-- SUPPLIED MATERIAL follows --
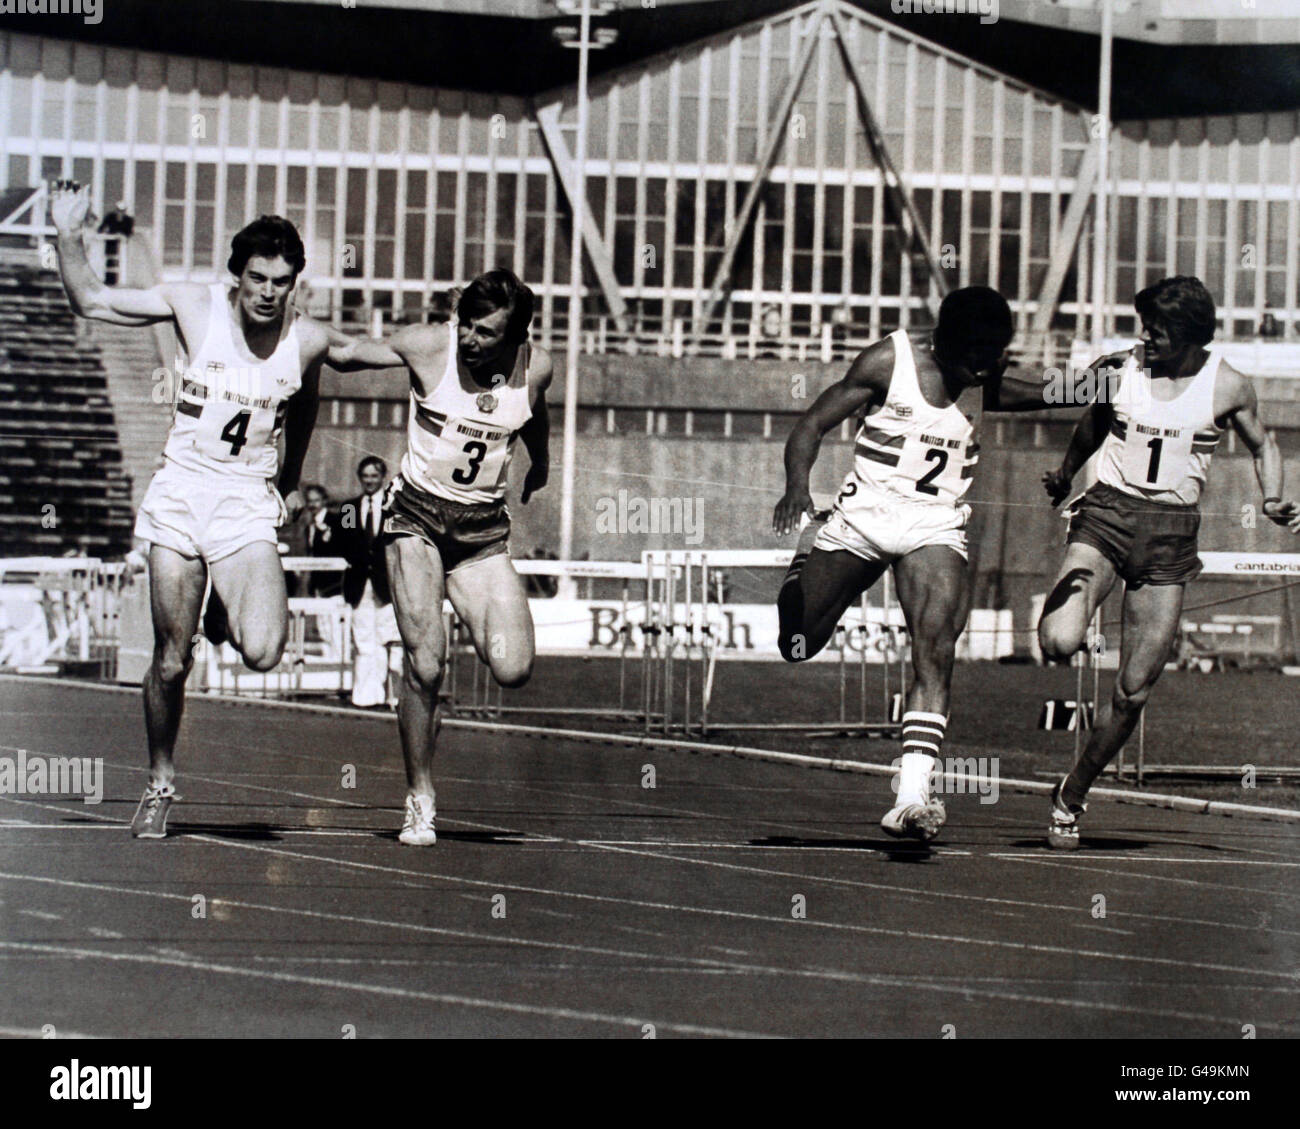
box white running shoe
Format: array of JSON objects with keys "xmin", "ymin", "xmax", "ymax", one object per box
[
  {"xmin": 880, "ymin": 798, "xmax": 947, "ymax": 842},
  {"xmin": 398, "ymin": 792, "xmax": 437, "ymax": 846},
  {"xmin": 1047, "ymin": 777, "xmax": 1086, "ymax": 851},
  {"xmin": 130, "ymin": 782, "xmax": 176, "ymax": 839}
]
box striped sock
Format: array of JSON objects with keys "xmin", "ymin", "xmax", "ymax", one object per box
[{"xmin": 898, "ymin": 711, "xmax": 947, "ymax": 805}]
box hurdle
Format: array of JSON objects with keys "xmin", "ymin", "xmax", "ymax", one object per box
[
  {"xmin": 641, "ymin": 549, "xmax": 906, "ymax": 739},
  {"xmin": 447, "ymin": 558, "xmax": 661, "ymax": 725}
]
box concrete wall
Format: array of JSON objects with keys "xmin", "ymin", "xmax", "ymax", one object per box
[{"xmin": 299, "ymin": 411, "xmax": 1300, "ymax": 657}]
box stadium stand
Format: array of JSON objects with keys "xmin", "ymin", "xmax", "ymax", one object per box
[{"xmin": 0, "ymin": 249, "xmax": 135, "ymax": 557}]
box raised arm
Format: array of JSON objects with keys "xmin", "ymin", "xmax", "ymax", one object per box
[
  {"xmin": 50, "ymin": 181, "xmax": 175, "ymax": 324},
  {"xmin": 773, "ymin": 336, "xmax": 892, "ymax": 535},
  {"xmin": 518, "ymin": 348, "xmax": 554, "ymax": 504},
  {"xmin": 1222, "ymin": 367, "xmax": 1300, "ymax": 533}
]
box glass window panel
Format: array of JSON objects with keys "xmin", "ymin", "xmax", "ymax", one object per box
[
  {"xmin": 496, "ymin": 173, "xmax": 517, "ymax": 239},
  {"xmin": 163, "ymin": 204, "xmax": 186, "ymax": 266},
  {"xmin": 375, "ymin": 170, "xmax": 397, "ymax": 237},
  {"xmin": 194, "ymin": 205, "xmax": 215, "ymax": 263},
  {"xmin": 465, "ymin": 172, "xmax": 487, "ymax": 243},
  {"xmin": 256, "ymin": 165, "xmax": 276, "ymax": 214},
  {"xmin": 526, "ymin": 173, "xmax": 548, "ymax": 213}
]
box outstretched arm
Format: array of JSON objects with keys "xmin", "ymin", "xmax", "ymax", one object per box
[
  {"xmin": 1225, "ymin": 371, "xmax": 1300, "ymax": 533},
  {"xmin": 519, "ymin": 349, "xmax": 554, "ymax": 504},
  {"xmin": 1043, "ymin": 395, "xmax": 1113, "ymax": 506},
  {"xmin": 773, "ymin": 336, "xmax": 891, "ymax": 535},
  {"xmin": 985, "ymin": 351, "xmax": 1128, "ymax": 412},
  {"xmin": 322, "ymin": 323, "xmax": 405, "ymax": 371},
  {"xmin": 50, "ymin": 181, "xmax": 174, "ymax": 324}
]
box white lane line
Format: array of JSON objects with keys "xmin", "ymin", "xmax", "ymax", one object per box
[
  {"xmin": 990, "ymin": 853, "xmax": 1300, "ymax": 868},
  {"xmin": 201, "ymin": 837, "xmax": 1300, "ymax": 1000},
  {"xmin": 0, "ymin": 941, "xmax": 771, "ymax": 1039},
  {"xmin": 568, "ymin": 840, "xmax": 1300, "ymax": 985},
  {"xmin": 2, "ymin": 781, "xmax": 1297, "ymax": 949},
  {"xmin": 0, "ymin": 854, "xmax": 1289, "ymax": 1032},
  {"xmin": 0, "ymin": 1025, "xmax": 100, "ymax": 1039},
  {"xmin": 12, "ymin": 673, "xmax": 1299, "ymax": 824},
  {"xmin": 988, "ymin": 854, "xmax": 1300, "ymax": 901},
  {"xmin": 1, "ymin": 935, "xmax": 1280, "ymax": 1035},
  {"xmin": 17, "ymin": 909, "xmax": 62, "ymax": 921}
]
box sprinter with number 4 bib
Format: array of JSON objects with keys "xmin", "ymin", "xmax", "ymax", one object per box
[
  {"xmin": 773, "ymin": 287, "xmax": 1066, "ymax": 842},
  {"xmin": 49, "ymin": 181, "xmax": 351, "ymax": 839},
  {"xmin": 1038, "ymin": 276, "xmax": 1300, "ymax": 850}
]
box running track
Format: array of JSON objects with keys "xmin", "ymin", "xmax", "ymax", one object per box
[{"xmin": 2, "ymin": 676, "xmax": 1297, "ymax": 1039}]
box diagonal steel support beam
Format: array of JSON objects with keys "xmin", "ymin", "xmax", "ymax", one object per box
[
  {"xmin": 827, "ymin": 4, "xmax": 946, "ymax": 319},
  {"xmin": 1029, "ymin": 132, "xmax": 1101, "ymax": 342},
  {"xmin": 692, "ymin": 5, "xmax": 828, "ymax": 344},
  {"xmin": 531, "ymin": 99, "xmax": 629, "ymax": 333}
]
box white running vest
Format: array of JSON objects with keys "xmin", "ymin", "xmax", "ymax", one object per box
[
  {"xmin": 1095, "ymin": 349, "xmax": 1222, "ymax": 506},
  {"xmin": 399, "ymin": 322, "xmax": 533, "ymax": 504},
  {"xmin": 846, "ymin": 330, "xmax": 980, "ymax": 507},
  {"xmin": 163, "ymin": 284, "xmax": 303, "ymax": 480}
]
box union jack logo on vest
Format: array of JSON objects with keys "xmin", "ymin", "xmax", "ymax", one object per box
[{"xmin": 476, "ymin": 392, "xmax": 499, "ymax": 414}]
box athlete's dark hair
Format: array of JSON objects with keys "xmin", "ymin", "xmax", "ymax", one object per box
[
  {"xmin": 457, "ymin": 269, "xmax": 535, "ymax": 344},
  {"xmin": 1134, "ymin": 276, "xmax": 1217, "ymax": 348},
  {"xmin": 227, "ymin": 215, "xmax": 306, "ymax": 279},
  {"xmin": 357, "ymin": 456, "xmax": 387, "ymax": 478},
  {"xmin": 934, "ymin": 286, "xmax": 1014, "ymax": 356}
]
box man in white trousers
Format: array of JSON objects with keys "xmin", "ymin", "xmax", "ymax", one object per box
[{"xmin": 331, "ymin": 456, "xmax": 401, "ymax": 707}]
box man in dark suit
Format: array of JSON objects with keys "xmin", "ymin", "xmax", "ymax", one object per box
[
  {"xmin": 281, "ymin": 484, "xmax": 341, "ymax": 597},
  {"xmin": 331, "ymin": 456, "xmax": 398, "ymax": 707}
]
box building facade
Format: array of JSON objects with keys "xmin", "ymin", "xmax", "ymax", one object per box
[{"xmin": 3, "ymin": 1, "xmax": 1297, "ymax": 352}]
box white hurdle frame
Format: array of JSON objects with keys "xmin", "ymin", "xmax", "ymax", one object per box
[
  {"xmin": 448, "ymin": 558, "xmax": 659, "ymax": 725},
  {"xmin": 641, "ymin": 549, "xmax": 906, "ymax": 739}
]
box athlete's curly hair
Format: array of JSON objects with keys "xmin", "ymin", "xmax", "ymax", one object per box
[
  {"xmin": 457, "ymin": 269, "xmax": 535, "ymax": 345},
  {"xmin": 227, "ymin": 215, "xmax": 306, "ymax": 279},
  {"xmin": 934, "ymin": 286, "xmax": 1014, "ymax": 357},
  {"xmin": 1134, "ymin": 276, "xmax": 1217, "ymax": 348}
]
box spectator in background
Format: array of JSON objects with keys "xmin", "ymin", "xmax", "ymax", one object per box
[
  {"xmin": 756, "ymin": 304, "xmax": 784, "ymax": 358},
  {"xmin": 331, "ymin": 456, "xmax": 399, "ymax": 708},
  {"xmin": 280, "ymin": 484, "xmax": 339, "ymax": 598},
  {"xmin": 425, "ymin": 287, "xmax": 460, "ymax": 325},
  {"xmin": 523, "ymin": 545, "xmax": 559, "ymax": 598},
  {"xmin": 95, "ymin": 200, "xmax": 131, "ymax": 285},
  {"xmin": 1258, "ymin": 305, "xmax": 1282, "ymax": 339},
  {"xmin": 97, "ymin": 201, "xmax": 134, "ymax": 237}
]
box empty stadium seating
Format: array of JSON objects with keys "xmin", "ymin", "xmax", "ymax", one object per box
[{"xmin": 0, "ymin": 259, "xmax": 135, "ymax": 557}]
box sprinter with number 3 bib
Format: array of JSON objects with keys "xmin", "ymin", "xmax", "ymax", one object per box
[{"xmin": 328, "ymin": 270, "xmax": 552, "ymax": 845}]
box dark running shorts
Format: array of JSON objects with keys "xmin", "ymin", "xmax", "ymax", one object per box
[
  {"xmin": 382, "ymin": 476, "xmax": 510, "ymax": 573},
  {"xmin": 1067, "ymin": 482, "xmax": 1202, "ymax": 588}
]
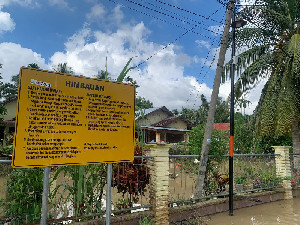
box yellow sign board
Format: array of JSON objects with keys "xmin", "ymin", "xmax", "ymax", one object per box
[{"xmin": 12, "ymin": 67, "xmax": 135, "ymax": 168}]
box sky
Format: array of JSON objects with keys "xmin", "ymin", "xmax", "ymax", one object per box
[{"xmin": 0, "ymin": 0, "xmax": 265, "ymax": 114}]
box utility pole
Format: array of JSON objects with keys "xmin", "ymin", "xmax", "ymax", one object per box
[
  {"xmin": 229, "ymin": 5, "xmax": 236, "ymax": 216},
  {"xmin": 195, "ymin": 0, "xmax": 235, "ymax": 198}
]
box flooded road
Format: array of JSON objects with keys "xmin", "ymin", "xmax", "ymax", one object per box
[{"xmin": 205, "ymin": 197, "xmax": 300, "ymax": 225}]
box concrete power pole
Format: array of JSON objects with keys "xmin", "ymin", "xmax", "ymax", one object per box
[{"xmin": 195, "ymin": 0, "xmax": 235, "ymax": 198}]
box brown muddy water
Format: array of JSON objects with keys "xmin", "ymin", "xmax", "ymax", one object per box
[{"xmin": 204, "ymin": 197, "xmax": 300, "ymax": 225}]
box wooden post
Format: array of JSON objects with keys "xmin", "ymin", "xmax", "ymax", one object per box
[
  {"xmin": 148, "ymin": 144, "xmax": 170, "ymax": 225},
  {"xmin": 155, "ymin": 132, "xmax": 161, "ymax": 143},
  {"xmin": 274, "ymin": 146, "xmax": 293, "ymax": 199}
]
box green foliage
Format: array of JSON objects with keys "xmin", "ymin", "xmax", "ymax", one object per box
[
  {"xmin": 0, "ymin": 63, "xmax": 41, "ymax": 102},
  {"xmin": 0, "ymin": 145, "xmax": 13, "ymax": 156},
  {"xmin": 53, "ymin": 62, "xmax": 74, "ymax": 74},
  {"xmin": 234, "ymin": 113, "xmax": 254, "ymax": 154},
  {"xmin": 136, "ymin": 96, "xmax": 153, "ymax": 111},
  {"xmin": 224, "ymin": 0, "xmax": 300, "ymax": 138},
  {"xmin": 0, "ymin": 74, "xmax": 18, "ymax": 101},
  {"xmin": 96, "ymin": 70, "xmax": 111, "ymax": 80},
  {"xmin": 50, "ymin": 164, "xmax": 107, "ymax": 218},
  {"xmin": 0, "ymin": 168, "xmax": 44, "ymax": 223},
  {"xmin": 117, "ymin": 57, "xmax": 135, "ymax": 82},
  {"xmin": 254, "ymin": 135, "xmax": 292, "ymax": 154},
  {"xmin": 139, "ymin": 216, "xmax": 153, "ymax": 225},
  {"xmin": 181, "ymin": 96, "xmax": 229, "ymax": 126},
  {"xmin": 28, "ymin": 63, "xmax": 40, "ymax": 69},
  {"xmin": 115, "ymin": 198, "xmax": 132, "ymax": 210},
  {"xmin": 187, "ymin": 125, "xmax": 228, "ymax": 156}
]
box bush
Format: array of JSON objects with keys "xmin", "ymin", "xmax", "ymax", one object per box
[{"xmin": 0, "ymin": 168, "xmax": 44, "ymax": 223}]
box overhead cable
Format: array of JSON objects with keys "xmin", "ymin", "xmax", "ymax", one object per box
[
  {"xmin": 122, "ymin": 0, "xmax": 223, "ymax": 37},
  {"xmin": 108, "ymin": 0, "xmax": 218, "ymax": 40},
  {"xmin": 152, "ymin": 0, "xmax": 223, "ymax": 24}
]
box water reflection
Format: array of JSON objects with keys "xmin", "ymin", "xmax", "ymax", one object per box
[{"xmin": 206, "ymin": 197, "xmax": 300, "ymax": 225}]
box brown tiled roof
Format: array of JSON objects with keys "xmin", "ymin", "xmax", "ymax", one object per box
[
  {"xmin": 213, "ymin": 123, "xmax": 230, "ymax": 131},
  {"xmin": 135, "ymin": 106, "xmax": 174, "ymax": 121}
]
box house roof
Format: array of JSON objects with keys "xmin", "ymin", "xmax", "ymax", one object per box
[
  {"xmin": 135, "ymin": 106, "xmax": 174, "ymax": 120},
  {"xmin": 151, "ymin": 115, "xmax": 194, "ymax": 128},
  {"xmin": 3, "ymin": 120, "xmax": 15, "ymax": 125},
  {"xmin": 140, "ymin": 126, "xmax": 189, "ymax": 133},
  {"xmin": 213, "ymin": 123, "xmax": 230, "ymax": 131},
  {"xmin": 2, "ymin": 97, "xmax": 18, "ymax": 105}
]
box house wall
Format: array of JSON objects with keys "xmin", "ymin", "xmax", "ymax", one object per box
-- SUPPLIED MATERIAL concluded --
• _BRIEF_: Scan the entries above and report the number of lines that contain the word "water", with no added text.

• _ANSWER FOR THIS EXERCISE_: 2